Work to complete.
A. According to the summary on interval debulking surgery for ovarian cancer, in which women did the surgery appear to yield a benefit?
B. Quote the interval debulking surgery summary from "We found no" to "epithelial ovarian cancer.".

Extracted text.
Ovarian cancer frequently presents at an advanced stage so it may not be possible to remove all tumours during surgery. Several cycles of chemotherapy are generally given after primary surgery. Secondary surgery, performed after a few cycles of chemotherapy before further cycles of chemotherapy, is called interval debulking surgery (IDS). This review compares the survival of women with advanced epithelial ovarian cancer, who had IDS performed between cycles of chemotherapy after primary surgery, with survival of women who had conventional treatment (primary debulking surgery and adjuvant chemotherapy). It found similar survival rates in women who did and did not receive IDS. Not enough information about adverse effects was available. Information on quality of life of the women was also inconclusive.
We found no conclusive evidence to determine whether IDS between cycles of chemotherapy would improve or decrease the survival rates of women with advanced ovarian cancer, compared with conventional treatment of primary surgery followed by adjuvant chemotherapy. IDS appeared to yield benefit only in women whose primary surgery was not performed by gynaecologic oncologists or was less extensive. Data on QoL and adverse events were inconclusive.
Interval debulking surgery (IDS), following induction or neoadjuvant chemotherapy, may have a role in treating advanced epithelial ovarian cancer (stage III to IV) where primary debulking surgery is not an option.
To assess the effectiveness and complications of IDS for women with advanced stage epithelial ovarian cancer.

Recorded data:
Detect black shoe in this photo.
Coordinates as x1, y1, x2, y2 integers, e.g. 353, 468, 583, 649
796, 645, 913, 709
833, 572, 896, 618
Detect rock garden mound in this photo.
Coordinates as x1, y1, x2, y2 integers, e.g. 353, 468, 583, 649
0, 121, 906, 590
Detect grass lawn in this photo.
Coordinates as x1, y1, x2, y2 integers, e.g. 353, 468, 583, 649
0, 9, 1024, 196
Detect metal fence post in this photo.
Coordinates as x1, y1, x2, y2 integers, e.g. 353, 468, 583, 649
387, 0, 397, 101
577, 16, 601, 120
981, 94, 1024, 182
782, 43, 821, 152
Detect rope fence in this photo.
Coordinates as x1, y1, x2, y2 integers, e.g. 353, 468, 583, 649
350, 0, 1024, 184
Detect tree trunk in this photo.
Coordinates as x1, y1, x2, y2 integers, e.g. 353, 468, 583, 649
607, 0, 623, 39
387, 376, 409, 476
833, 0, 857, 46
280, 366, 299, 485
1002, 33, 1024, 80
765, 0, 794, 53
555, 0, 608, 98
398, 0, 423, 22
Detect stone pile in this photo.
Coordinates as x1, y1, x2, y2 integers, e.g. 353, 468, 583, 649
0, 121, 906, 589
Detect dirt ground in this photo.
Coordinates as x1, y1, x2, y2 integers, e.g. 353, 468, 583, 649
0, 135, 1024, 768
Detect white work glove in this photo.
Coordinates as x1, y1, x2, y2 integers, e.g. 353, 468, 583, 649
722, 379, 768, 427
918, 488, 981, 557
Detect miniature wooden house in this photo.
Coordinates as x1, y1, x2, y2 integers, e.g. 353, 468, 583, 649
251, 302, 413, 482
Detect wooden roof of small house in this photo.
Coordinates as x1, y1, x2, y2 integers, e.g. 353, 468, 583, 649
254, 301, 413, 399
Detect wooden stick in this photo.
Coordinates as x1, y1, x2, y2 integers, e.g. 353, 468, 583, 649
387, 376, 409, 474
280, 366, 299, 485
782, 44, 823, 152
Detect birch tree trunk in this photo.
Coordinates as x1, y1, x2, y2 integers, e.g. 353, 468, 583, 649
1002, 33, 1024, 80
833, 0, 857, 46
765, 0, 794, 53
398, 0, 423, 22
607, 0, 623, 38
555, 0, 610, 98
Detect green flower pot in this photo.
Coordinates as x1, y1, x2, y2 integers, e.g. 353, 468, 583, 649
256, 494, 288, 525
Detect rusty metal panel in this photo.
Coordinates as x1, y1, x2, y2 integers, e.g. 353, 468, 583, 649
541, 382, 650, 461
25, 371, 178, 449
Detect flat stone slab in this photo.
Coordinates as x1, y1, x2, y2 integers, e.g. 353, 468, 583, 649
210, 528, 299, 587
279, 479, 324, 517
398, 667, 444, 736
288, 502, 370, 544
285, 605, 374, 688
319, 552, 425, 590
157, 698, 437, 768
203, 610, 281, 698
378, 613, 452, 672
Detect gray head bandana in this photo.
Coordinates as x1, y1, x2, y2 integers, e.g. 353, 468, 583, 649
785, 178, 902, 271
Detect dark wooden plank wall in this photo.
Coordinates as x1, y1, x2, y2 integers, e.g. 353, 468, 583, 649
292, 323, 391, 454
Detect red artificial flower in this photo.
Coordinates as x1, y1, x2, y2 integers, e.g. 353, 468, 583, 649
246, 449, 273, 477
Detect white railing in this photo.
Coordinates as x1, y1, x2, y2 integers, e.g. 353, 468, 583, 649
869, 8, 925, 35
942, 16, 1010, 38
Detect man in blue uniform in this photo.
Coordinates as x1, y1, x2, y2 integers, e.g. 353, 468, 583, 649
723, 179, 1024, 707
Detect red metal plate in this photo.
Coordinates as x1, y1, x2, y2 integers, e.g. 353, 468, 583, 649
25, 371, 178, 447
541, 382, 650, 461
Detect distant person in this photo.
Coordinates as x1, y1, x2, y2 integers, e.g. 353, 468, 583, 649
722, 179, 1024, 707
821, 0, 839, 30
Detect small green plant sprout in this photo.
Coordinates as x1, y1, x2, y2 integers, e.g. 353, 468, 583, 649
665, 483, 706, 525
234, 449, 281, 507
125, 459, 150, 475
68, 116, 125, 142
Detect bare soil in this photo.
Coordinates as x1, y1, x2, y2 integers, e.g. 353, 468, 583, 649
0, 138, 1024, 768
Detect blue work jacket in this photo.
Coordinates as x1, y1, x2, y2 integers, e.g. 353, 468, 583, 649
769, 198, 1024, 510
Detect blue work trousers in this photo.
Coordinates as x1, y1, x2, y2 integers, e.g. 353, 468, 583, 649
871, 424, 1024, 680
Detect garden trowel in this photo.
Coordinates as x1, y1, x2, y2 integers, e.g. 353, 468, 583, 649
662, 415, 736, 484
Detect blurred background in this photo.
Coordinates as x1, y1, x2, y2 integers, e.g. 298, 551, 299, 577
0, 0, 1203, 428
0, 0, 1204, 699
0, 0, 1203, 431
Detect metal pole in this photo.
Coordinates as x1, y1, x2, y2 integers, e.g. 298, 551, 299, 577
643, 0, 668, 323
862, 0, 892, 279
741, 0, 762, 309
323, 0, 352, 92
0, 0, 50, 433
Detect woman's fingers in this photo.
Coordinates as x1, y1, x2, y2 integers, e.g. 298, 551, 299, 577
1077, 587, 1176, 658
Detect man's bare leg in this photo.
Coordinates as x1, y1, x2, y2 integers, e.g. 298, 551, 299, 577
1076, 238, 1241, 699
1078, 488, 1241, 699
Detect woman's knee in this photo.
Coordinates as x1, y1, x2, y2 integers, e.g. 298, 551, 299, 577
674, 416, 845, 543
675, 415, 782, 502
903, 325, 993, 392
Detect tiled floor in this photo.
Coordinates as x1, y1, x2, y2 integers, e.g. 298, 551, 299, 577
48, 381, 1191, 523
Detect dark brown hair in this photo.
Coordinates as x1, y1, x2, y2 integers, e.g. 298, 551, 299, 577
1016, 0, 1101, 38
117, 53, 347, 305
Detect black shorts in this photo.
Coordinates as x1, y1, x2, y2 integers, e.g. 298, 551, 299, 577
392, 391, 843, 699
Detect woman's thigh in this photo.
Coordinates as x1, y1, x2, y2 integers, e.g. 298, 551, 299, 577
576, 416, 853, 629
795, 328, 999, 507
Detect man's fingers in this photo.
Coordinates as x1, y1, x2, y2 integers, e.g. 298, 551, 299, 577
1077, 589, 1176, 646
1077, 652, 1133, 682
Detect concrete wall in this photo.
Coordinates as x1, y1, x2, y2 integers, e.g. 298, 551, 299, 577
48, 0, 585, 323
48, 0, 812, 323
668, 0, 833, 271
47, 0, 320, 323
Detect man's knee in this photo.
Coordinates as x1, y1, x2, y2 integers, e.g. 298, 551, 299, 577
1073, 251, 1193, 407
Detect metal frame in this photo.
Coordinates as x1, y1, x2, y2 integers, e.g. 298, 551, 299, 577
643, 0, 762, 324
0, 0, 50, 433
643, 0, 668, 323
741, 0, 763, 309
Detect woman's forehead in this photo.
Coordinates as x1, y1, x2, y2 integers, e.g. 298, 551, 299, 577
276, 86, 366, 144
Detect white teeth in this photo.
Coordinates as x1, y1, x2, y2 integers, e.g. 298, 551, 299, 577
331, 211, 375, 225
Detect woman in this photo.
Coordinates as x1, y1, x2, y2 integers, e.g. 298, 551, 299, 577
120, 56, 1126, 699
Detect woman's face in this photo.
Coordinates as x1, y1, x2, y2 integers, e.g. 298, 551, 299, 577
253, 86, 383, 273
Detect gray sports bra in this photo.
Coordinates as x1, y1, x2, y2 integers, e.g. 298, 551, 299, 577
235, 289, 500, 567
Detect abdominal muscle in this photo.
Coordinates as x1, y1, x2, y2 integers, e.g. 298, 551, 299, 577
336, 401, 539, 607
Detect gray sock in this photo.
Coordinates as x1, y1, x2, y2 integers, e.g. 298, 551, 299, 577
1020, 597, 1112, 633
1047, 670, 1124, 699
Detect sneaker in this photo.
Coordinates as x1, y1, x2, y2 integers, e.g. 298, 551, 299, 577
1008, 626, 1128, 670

Solutions to the exercise.
A. Women whose primary surgery was not performed by gynaecologic oncologists or was less extensive.

B.
We found no conclusive evidence to determine whether IDS between cycles of chemotherapy would improve or decrease the survival rates of women with advanced ovarian cancer, compared with conventional treatment of primary surgery followed by adjuvant chemotherapy. IDS appeared to yield benefit only in women whose primary surgery was not performed by gynaecologic oncologists or was less extensive. Data on QoL and adverse events were inconclusive.
Interval debulking surgery (IDS), following induction or neoadjuvant chemotherapy, may have a role in treating advanced epithelial ovarian cancer (stage III to IV) where primary debulking surgery is not an option.
To assess the effectiveness and complications of IDS for women with advanced stage epithelial ovarian cancer.